WHAT YOU WILL DO →
Output exactly, and only, the lines below from the one with "Reviewer note: verify that every instance of the market" down to the one with "Query: market tent roof". Include both end lines and no pictures.

EXERCISE DATA →
————————
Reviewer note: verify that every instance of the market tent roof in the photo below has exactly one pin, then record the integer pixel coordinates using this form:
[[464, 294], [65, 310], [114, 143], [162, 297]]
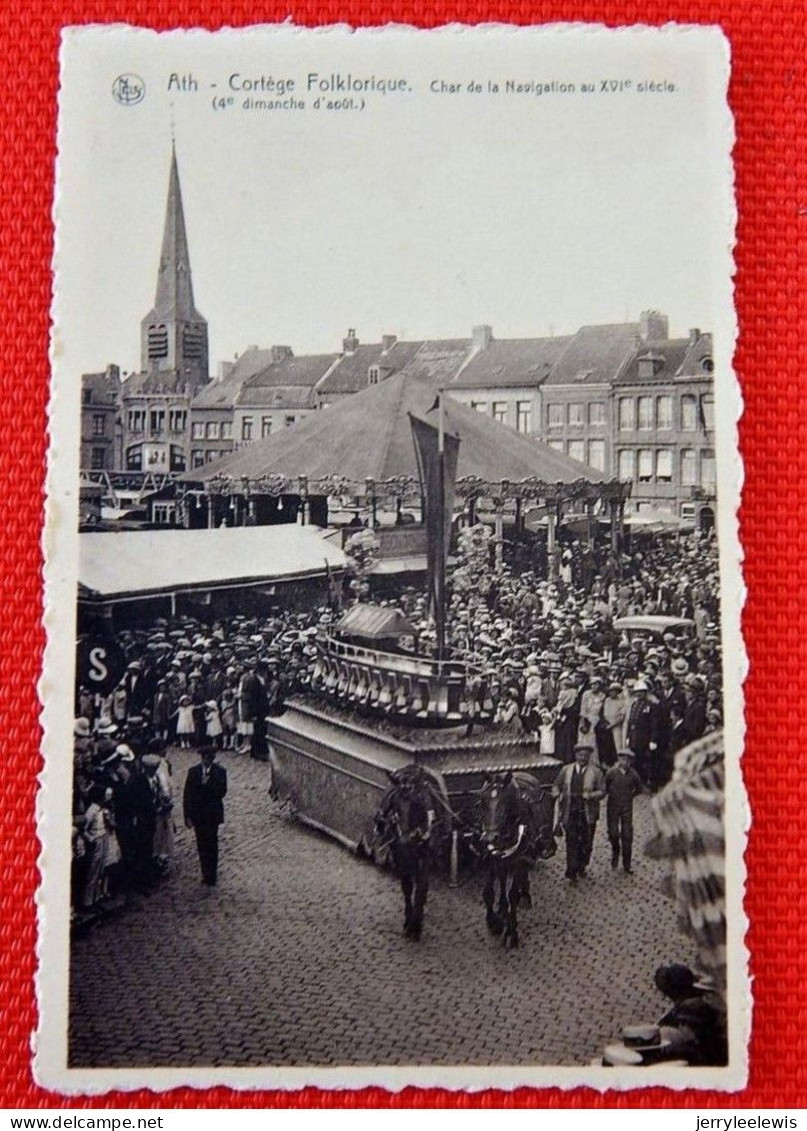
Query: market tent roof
————————
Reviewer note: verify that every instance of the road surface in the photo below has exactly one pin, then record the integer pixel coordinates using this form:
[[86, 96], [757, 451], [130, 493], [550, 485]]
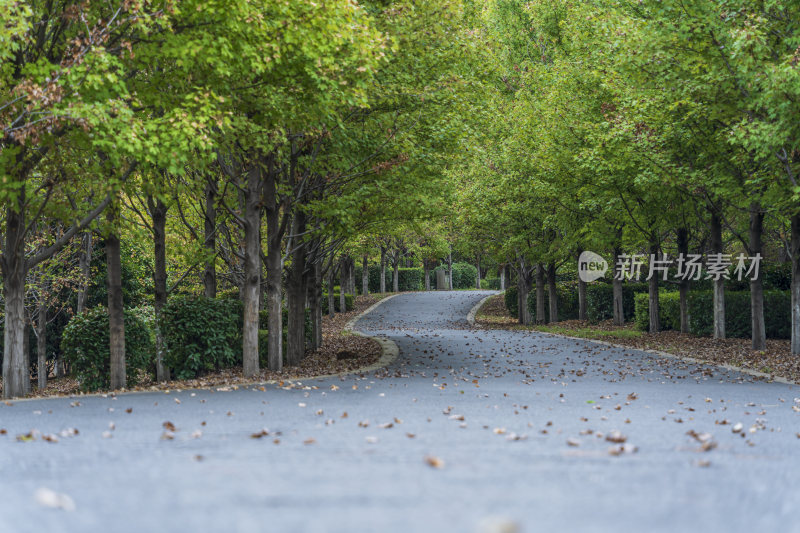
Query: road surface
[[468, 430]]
————————
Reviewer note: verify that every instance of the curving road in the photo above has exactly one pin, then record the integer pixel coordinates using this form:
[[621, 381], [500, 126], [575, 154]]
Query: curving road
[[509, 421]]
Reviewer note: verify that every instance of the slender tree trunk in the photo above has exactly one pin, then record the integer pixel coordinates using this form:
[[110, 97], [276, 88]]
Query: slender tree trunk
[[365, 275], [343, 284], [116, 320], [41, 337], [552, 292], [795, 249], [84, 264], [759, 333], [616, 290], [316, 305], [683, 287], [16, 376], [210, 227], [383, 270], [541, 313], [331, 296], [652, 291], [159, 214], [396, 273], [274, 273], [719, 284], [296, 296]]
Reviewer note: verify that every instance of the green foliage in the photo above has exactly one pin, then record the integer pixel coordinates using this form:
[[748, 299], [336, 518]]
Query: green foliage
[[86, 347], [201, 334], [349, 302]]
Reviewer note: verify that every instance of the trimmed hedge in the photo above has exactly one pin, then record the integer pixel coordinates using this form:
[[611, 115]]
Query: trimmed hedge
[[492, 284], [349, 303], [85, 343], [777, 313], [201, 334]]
————————
SOLUTION →
Reviewer note: verify that every instance of the market tent roof in the photo below has exactly one pin, then record the integer pixel coordinates using this form:
[[464, 294], [65, 310], [114, 143], [162, 297]]
Query: market tent roof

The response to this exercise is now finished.